▽

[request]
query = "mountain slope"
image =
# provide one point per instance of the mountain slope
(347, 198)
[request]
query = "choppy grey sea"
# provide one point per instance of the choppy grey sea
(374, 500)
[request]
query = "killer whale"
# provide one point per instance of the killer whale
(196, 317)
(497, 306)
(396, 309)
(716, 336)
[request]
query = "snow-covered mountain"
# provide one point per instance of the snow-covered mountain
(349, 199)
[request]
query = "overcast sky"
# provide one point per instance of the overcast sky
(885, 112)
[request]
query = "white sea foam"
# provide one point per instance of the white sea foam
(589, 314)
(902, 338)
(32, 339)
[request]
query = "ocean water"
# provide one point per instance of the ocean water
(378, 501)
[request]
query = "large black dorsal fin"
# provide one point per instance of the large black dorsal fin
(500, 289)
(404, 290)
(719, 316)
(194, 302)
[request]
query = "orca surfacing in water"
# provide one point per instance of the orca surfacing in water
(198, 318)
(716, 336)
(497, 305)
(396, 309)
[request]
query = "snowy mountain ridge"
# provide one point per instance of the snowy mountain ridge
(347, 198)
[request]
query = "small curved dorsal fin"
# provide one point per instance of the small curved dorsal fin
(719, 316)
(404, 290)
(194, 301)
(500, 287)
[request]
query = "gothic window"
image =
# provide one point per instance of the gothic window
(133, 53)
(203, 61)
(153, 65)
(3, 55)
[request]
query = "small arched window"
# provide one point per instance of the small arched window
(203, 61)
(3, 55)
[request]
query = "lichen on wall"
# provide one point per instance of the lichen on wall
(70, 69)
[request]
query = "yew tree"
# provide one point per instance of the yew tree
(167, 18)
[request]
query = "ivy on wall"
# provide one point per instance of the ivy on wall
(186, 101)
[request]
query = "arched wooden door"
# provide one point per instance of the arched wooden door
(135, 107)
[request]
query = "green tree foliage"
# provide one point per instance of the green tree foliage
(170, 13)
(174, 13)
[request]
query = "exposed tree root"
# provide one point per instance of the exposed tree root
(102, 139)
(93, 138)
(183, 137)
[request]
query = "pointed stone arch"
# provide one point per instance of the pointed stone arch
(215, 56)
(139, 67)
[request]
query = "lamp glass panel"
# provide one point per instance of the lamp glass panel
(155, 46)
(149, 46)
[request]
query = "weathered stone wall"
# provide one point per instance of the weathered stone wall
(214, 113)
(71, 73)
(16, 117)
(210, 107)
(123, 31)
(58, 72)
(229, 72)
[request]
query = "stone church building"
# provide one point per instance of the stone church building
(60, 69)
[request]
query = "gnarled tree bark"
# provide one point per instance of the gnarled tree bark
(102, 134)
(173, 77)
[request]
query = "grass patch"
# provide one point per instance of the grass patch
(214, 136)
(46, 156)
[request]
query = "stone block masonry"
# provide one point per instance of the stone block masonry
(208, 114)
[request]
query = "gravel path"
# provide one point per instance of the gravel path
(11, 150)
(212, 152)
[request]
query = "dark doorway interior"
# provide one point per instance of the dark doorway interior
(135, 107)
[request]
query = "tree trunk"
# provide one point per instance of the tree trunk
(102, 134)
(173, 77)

△

DIRECTIONS FOR THIS TASK: Show each line above that contains the word "pointed".

COMPLETE OUTPUT:
query = "pointed stone arch"
# provide one point per instance of the pointed stone arch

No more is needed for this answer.